* **Information supplied**:
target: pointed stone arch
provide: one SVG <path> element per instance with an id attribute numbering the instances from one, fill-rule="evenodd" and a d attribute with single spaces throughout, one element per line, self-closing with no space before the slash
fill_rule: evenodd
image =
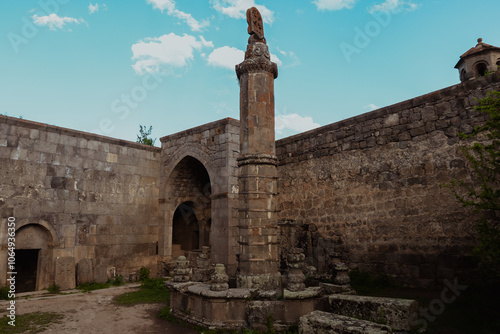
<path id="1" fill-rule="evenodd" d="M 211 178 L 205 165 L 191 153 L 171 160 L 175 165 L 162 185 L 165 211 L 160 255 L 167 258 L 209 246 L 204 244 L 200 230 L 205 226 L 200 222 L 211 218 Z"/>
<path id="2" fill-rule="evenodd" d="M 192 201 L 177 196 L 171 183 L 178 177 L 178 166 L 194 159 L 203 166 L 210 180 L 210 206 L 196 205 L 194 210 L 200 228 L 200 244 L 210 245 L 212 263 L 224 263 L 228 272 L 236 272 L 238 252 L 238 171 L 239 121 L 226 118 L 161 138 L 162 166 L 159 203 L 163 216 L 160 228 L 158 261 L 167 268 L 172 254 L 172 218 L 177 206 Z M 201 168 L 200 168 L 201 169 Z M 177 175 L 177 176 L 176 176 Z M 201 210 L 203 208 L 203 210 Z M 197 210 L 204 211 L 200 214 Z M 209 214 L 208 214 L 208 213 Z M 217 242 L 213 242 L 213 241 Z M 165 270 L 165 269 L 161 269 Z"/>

---

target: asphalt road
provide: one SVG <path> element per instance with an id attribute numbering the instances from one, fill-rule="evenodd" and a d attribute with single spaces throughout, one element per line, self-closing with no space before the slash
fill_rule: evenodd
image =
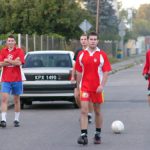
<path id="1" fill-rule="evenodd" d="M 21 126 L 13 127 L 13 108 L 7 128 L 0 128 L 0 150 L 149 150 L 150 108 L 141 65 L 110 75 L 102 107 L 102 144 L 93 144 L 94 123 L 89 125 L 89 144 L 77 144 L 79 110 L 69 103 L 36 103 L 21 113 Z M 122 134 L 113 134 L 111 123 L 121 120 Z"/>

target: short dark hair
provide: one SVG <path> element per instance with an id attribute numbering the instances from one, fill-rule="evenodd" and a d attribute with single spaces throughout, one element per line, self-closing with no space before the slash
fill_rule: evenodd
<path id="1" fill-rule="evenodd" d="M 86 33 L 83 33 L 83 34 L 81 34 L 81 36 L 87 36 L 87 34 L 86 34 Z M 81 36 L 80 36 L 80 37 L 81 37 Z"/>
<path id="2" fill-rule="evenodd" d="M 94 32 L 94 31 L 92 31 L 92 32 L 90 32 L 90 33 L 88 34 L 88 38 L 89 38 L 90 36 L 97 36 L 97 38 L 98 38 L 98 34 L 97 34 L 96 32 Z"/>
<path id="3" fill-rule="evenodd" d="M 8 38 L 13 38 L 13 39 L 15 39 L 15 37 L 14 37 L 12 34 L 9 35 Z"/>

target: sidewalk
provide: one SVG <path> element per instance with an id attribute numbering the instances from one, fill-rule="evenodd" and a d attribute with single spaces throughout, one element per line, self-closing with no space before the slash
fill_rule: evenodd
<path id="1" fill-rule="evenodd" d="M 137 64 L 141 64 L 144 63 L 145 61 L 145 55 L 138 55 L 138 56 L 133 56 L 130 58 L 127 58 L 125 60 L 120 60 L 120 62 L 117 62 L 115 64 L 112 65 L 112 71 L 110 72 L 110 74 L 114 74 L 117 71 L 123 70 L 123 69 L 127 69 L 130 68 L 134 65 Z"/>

* **Task to carry out**: In the material above, report how many lines hold the word "target", and add nothing to the figure.

* **Answer box**: 4